## Excerpt

%%

ASUN Green 9.1

Chancellor Ronnie Green speaks during the first official ASUN meeting of the 2021 school year in the Platte River Room on Wednesday, Sept. 1, 2021, in Lincoln, Nebraska.

Two state senators are calling for University of Nebraska-Lincoln Chancellor Ronnie Green’s resignation amid controversy over the university’s racial equity action plan.

State Sens. Steve Erdman of Bayard and Steve Halloran of Hastings wrote in a letter to the editor Friday, Nov. 26, that UNL’s Journey for Anti-Racism and Racial Equity action plan — the Commitment to Action Toward Its Journey — is an iteration of critical race theory, a controversial academic theory that has divided the nation. The two also openly asked whether state colleges and universities should be defunded.

“Because of these kinds of untruths, we believe it would be in the best interest of the University and the people of Nebraska for Ronnie Green to resign as Chancellor of the University of Nebraska,” Halloran and Erdman said in their op-ed.

%%

## Supplied material
%%

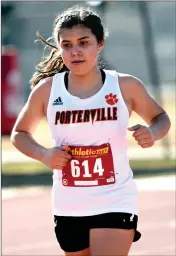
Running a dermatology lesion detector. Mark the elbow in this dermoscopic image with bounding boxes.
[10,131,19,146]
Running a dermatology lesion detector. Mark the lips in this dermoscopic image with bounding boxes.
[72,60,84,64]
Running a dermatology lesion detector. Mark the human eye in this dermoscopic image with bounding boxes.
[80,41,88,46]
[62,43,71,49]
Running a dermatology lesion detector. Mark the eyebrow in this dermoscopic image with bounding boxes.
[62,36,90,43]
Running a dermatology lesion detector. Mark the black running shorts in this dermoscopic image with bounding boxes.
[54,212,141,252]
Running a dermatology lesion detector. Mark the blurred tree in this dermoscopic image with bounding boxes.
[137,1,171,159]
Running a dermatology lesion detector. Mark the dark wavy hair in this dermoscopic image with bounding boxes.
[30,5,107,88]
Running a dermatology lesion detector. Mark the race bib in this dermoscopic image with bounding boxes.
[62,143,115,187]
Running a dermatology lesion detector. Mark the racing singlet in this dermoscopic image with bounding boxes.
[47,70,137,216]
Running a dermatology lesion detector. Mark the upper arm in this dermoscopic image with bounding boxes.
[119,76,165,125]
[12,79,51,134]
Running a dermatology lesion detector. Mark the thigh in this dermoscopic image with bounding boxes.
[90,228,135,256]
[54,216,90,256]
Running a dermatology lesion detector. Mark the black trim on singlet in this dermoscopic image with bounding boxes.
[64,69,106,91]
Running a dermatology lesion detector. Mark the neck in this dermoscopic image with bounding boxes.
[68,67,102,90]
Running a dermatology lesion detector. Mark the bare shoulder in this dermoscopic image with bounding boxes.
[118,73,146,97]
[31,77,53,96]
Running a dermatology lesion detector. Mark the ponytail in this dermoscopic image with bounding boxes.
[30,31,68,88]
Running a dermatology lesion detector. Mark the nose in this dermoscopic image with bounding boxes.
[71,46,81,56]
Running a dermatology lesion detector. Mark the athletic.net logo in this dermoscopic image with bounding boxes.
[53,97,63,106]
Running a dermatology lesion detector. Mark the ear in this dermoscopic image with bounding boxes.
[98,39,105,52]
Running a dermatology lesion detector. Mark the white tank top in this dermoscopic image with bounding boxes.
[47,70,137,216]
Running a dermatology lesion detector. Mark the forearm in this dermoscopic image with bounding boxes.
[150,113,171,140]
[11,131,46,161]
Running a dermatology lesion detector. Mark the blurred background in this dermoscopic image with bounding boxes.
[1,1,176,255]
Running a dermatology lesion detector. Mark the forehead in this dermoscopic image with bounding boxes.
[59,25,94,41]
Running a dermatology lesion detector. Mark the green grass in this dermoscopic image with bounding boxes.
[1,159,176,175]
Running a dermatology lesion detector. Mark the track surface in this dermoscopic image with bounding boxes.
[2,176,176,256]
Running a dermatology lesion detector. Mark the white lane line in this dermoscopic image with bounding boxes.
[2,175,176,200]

%%
%%

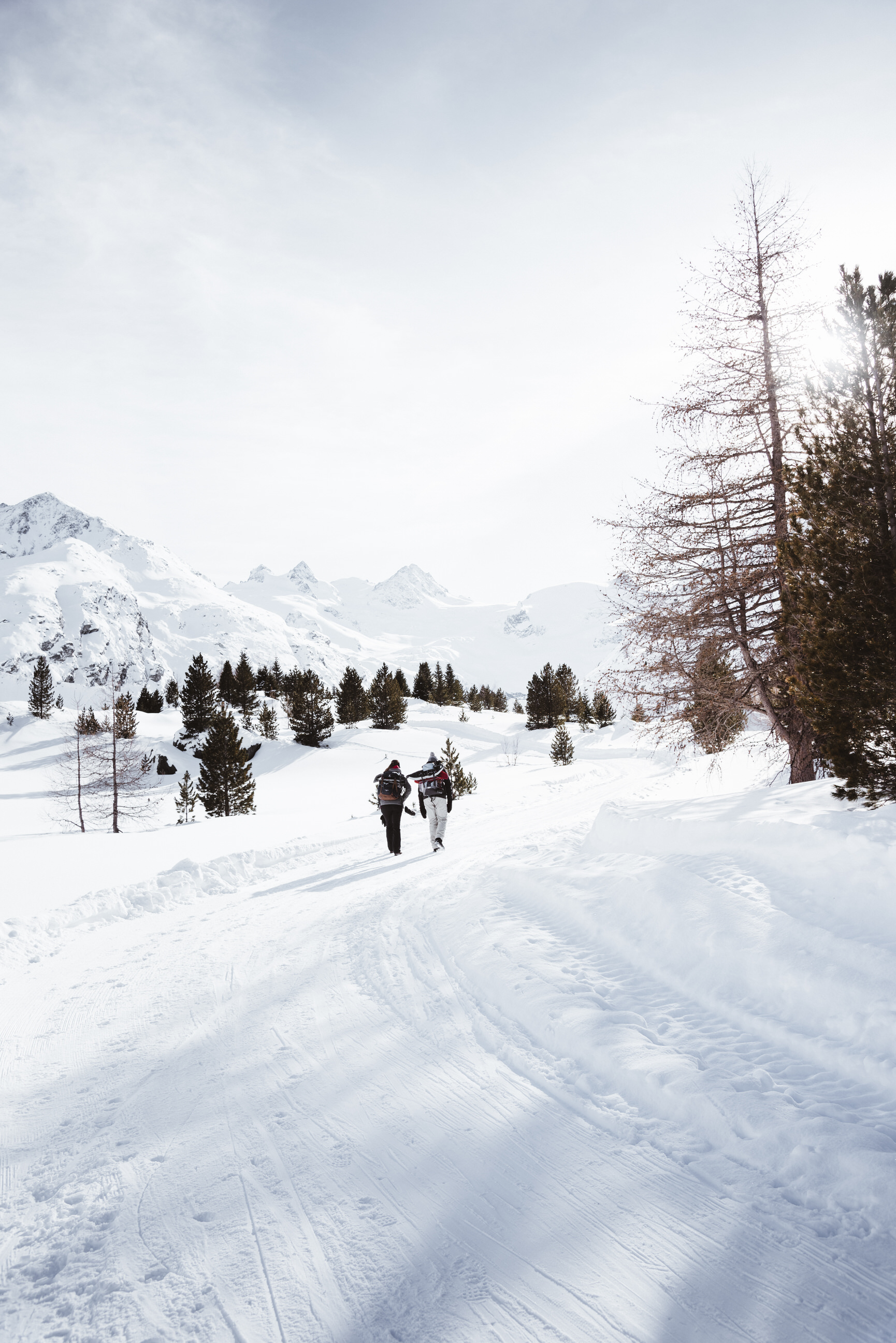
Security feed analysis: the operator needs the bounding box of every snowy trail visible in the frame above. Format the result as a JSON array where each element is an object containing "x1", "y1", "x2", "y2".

%%
%%

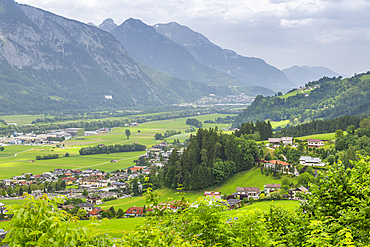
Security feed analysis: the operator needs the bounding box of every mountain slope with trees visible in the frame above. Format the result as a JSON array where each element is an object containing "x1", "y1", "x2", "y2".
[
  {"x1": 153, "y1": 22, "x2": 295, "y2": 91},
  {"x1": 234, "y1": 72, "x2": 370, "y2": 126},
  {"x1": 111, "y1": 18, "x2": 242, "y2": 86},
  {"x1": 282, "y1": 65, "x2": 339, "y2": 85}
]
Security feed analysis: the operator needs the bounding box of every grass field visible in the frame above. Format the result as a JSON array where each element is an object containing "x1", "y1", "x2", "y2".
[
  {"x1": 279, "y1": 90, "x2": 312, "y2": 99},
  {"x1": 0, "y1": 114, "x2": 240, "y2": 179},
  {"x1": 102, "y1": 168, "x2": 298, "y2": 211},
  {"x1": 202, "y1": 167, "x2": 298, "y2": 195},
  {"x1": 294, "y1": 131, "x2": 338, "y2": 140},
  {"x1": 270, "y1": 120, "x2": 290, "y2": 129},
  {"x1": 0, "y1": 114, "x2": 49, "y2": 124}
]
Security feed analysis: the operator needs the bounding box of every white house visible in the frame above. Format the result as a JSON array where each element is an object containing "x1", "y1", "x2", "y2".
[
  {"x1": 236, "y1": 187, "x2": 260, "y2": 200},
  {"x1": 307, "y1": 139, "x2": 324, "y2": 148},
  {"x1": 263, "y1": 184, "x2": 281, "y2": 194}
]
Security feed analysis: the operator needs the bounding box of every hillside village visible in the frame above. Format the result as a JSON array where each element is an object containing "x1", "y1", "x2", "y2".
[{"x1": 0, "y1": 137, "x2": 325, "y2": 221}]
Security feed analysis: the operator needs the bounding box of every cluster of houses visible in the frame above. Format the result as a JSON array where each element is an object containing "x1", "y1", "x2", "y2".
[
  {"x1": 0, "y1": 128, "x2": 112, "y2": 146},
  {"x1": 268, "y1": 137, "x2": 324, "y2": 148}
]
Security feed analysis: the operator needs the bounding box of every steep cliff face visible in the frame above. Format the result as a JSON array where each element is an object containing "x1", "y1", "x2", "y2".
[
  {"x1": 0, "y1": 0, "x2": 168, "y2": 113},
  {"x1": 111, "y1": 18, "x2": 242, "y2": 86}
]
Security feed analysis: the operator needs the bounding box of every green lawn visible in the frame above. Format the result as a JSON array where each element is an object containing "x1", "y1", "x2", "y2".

%%

## Aim of the task
Reproduce the full news article about the call for Chancellor Ronnie Green's resignation, word for word and unchanged.

## Response area
ASUN Green 9.1

Chancellor Ronnie Green speaks during the first official ASUN meeting of the 2021 school year in the Platte River Room on Wednesday, Sept. 1, 2021, in Lincoln, Nebraska.

Two state senators are calling for University of Nebraska-Lincoln Chancellor Ronnie Green’s resignation amid controversy over the university’s racial equity action plan.

State Sens. Steve Erdman of Bayard and Steve Halloran of Hastings wrote in a letter to the editor Friday, Nov. 26, that UNL’s Journey for Anti-Racism and Racial Equity action plan — the Commitment to Action Toward Its Journey — is an iteration of critical race theory, a controversial academic theory that has divided the nation. The two also openly asked whether state colleges and universities should be defunded.

“Because of these kinds of untruths, we believe it would be in the best interest of the University and the people of Nebraska for Ronnie Green to resign as Chancellor of the University of Nebraska,” Halloran and Erdman said in their op-ed.